• [Your instructions]
Please tally how many lines in the outline records below contain the string "instance", treating case as significant. Give only the number.

(Outline records)
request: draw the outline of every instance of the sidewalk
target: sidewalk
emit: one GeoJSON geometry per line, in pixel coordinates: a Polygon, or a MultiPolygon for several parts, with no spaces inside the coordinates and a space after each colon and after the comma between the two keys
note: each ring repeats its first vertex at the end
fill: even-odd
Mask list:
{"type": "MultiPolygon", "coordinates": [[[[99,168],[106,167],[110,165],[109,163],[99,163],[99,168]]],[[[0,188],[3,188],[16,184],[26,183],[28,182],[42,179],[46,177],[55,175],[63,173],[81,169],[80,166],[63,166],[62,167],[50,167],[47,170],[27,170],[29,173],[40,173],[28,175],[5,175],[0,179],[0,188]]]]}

==

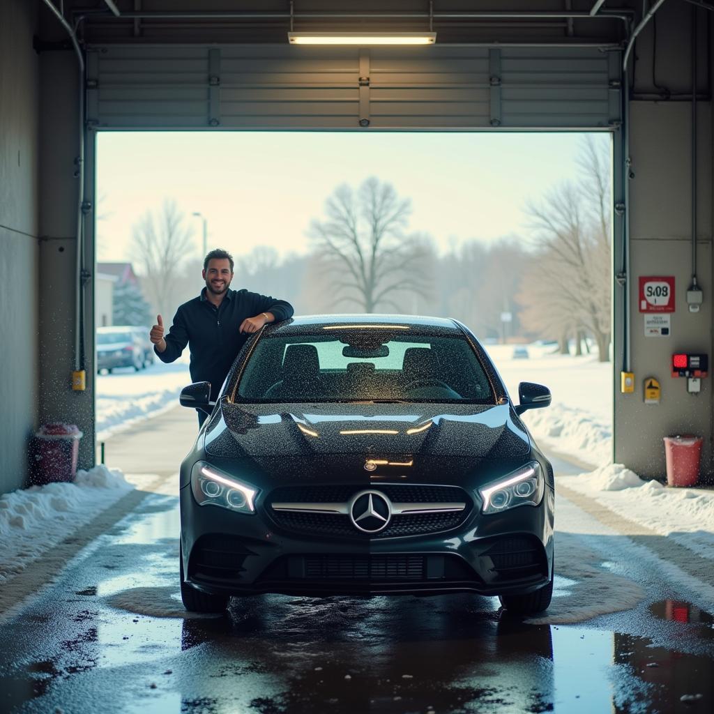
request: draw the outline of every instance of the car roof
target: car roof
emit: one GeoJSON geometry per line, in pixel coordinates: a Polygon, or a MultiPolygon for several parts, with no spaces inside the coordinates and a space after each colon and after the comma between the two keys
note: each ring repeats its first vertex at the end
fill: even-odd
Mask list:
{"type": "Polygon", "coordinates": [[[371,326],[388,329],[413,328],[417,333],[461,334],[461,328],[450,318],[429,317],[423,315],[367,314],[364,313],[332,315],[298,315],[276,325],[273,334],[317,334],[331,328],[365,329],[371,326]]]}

--

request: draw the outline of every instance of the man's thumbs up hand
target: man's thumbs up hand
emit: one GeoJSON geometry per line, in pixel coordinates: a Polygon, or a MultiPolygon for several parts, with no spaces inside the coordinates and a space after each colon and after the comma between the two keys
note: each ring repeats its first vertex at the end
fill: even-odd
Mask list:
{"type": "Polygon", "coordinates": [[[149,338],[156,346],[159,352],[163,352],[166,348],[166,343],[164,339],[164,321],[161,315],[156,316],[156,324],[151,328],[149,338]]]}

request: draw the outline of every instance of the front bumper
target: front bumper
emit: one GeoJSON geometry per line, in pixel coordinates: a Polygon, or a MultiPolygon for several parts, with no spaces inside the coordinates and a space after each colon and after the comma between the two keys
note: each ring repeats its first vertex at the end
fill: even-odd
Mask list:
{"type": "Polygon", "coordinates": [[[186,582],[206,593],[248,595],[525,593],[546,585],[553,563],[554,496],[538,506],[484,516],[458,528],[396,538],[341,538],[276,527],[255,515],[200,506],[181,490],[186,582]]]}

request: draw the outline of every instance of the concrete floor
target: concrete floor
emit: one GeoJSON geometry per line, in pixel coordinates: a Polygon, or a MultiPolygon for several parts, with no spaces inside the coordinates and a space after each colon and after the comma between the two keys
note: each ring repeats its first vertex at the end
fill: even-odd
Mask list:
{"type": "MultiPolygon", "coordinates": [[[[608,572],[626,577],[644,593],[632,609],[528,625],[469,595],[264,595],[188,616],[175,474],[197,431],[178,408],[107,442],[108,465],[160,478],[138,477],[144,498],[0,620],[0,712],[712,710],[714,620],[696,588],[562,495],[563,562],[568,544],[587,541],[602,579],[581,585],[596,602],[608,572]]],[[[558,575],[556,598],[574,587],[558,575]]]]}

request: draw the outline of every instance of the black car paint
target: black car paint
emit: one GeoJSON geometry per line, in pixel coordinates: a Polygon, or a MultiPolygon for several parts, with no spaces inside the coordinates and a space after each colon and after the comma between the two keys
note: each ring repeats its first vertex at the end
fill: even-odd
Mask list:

• [Solution for this problem]
6